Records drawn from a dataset
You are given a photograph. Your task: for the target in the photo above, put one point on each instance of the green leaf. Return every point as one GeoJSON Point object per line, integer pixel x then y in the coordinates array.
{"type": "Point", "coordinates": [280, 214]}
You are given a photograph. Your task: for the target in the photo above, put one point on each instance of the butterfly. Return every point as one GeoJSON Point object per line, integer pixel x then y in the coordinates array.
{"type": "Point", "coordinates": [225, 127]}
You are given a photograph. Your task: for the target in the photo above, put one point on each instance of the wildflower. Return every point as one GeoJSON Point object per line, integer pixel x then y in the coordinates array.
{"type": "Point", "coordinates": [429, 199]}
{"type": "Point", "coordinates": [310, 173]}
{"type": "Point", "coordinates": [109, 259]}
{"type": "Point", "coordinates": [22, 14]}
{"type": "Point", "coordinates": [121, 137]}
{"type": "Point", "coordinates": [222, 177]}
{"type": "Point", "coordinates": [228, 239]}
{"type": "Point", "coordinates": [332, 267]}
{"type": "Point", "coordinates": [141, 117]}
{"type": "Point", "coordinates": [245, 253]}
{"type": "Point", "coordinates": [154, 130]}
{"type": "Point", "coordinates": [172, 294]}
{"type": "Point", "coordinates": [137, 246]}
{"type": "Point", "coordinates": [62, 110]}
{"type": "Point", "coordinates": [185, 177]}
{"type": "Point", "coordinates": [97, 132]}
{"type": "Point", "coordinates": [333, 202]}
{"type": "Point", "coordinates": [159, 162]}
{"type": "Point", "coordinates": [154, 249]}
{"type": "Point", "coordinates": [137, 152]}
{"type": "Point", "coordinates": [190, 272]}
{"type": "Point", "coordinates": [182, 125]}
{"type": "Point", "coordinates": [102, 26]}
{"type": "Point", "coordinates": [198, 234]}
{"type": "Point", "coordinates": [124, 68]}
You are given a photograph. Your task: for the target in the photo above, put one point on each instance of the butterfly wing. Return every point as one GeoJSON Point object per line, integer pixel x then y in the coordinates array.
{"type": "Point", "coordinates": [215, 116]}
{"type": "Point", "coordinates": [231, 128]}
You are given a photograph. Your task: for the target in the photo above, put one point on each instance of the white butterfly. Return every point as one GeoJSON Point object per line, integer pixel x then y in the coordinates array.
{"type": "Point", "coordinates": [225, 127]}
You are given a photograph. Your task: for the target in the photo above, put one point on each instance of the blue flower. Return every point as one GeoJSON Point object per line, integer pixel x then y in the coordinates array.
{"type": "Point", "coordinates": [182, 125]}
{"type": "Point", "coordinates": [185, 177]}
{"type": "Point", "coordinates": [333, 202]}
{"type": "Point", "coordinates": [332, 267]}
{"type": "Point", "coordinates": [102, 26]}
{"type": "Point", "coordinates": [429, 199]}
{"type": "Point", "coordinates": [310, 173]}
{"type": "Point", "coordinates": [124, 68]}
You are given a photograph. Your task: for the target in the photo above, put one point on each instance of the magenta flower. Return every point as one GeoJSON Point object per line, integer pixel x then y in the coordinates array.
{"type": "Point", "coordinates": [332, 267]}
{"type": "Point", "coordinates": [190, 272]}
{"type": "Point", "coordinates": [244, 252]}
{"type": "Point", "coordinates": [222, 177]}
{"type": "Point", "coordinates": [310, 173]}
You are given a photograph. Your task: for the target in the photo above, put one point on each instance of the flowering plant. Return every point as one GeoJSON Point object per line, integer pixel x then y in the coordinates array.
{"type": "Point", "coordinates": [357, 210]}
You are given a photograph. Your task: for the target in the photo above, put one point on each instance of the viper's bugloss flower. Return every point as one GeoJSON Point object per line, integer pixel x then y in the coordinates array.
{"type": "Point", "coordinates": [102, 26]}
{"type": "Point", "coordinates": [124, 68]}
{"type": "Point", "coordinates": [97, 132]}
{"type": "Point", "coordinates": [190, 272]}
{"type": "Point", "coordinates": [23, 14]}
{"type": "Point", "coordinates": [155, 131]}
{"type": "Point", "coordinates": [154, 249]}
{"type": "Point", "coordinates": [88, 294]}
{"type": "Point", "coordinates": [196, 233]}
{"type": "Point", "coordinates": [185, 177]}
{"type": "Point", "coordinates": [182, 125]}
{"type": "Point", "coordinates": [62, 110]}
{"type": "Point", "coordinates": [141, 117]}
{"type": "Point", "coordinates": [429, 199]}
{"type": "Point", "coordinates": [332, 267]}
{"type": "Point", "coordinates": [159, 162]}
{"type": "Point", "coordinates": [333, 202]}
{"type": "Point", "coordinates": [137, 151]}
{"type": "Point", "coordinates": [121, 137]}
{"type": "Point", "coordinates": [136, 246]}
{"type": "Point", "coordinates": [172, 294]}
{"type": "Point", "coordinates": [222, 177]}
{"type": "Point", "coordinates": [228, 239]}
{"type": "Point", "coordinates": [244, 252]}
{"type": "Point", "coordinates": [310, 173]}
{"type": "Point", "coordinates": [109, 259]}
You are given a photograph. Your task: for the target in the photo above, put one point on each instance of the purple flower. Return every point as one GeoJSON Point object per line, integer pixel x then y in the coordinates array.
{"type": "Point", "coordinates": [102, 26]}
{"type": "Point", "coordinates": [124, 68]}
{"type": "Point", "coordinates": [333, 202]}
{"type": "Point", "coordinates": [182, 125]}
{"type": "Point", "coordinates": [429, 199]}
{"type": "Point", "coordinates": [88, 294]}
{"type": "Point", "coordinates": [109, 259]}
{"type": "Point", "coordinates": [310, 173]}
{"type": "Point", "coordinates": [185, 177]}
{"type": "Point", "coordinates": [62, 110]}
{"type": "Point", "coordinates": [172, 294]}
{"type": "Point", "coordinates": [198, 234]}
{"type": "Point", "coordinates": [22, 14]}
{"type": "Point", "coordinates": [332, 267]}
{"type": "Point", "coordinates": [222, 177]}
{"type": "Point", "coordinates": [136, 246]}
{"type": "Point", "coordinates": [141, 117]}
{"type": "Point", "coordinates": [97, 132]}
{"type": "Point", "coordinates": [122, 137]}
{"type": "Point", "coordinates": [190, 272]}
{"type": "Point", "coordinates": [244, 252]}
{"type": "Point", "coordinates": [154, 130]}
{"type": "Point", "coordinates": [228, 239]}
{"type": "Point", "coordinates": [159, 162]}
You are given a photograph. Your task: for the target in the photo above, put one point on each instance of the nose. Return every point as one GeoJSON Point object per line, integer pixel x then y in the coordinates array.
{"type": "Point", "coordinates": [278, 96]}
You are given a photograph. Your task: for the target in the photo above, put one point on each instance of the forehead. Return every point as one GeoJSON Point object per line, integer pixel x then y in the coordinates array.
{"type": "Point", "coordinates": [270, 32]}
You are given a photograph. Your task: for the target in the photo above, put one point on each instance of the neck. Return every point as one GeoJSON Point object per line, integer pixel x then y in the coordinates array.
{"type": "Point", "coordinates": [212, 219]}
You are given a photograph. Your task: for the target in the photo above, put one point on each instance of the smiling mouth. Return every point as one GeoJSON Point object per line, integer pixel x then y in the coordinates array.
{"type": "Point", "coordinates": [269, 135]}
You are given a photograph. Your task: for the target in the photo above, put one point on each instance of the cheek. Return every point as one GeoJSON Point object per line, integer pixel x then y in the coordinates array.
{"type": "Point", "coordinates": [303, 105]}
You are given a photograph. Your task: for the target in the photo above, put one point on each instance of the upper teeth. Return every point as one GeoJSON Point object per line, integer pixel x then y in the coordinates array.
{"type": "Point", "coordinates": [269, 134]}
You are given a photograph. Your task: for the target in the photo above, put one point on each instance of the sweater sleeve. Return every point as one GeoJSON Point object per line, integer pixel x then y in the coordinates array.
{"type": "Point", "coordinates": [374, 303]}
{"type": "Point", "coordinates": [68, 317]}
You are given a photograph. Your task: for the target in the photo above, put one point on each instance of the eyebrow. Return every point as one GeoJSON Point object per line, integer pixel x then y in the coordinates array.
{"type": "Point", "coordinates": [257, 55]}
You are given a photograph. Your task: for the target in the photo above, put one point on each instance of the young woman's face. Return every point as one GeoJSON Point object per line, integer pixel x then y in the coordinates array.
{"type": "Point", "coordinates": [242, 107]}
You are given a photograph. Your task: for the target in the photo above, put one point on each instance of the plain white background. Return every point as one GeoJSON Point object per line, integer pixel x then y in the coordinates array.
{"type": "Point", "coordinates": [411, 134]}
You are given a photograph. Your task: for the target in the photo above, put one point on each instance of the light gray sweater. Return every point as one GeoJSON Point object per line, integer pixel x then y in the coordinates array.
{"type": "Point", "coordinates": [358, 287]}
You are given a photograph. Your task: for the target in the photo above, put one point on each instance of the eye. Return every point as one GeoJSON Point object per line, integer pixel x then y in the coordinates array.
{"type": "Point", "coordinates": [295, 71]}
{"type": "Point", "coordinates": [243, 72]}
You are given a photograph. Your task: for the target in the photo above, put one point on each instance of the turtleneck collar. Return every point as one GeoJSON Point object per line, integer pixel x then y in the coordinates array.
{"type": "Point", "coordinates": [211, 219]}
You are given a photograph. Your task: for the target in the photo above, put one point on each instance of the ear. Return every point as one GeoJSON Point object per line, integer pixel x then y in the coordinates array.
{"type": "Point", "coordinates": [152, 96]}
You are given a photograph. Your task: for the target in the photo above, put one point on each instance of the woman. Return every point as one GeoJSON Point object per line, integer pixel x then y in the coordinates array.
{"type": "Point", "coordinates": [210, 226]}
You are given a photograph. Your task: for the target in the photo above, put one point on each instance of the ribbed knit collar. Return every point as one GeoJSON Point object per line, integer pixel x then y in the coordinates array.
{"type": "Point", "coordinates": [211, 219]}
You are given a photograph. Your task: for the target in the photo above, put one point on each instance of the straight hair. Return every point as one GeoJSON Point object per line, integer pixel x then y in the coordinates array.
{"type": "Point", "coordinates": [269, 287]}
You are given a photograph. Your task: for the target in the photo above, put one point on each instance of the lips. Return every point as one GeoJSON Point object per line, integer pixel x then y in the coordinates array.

**Task brief**
Set out exactly the lines from the one bearing "of the straight" through the end of the data, including both ends and omitting all others.

**Exercise output**
You are given a photograph. Your task: for the target in the photo above, put one point on each instance of the straight hair. Return every point as one GeoJSON Point object per line, integer pixel x then y in the coordinates array.
{"type": "Point", "coordinates": [269, 287]}
You are given a photograph. Your task: for the target in the photo above, put one point on each instance of the lips. Return every point as one GeoJSON Point object per line, integer pixel x then y in the coordinates array.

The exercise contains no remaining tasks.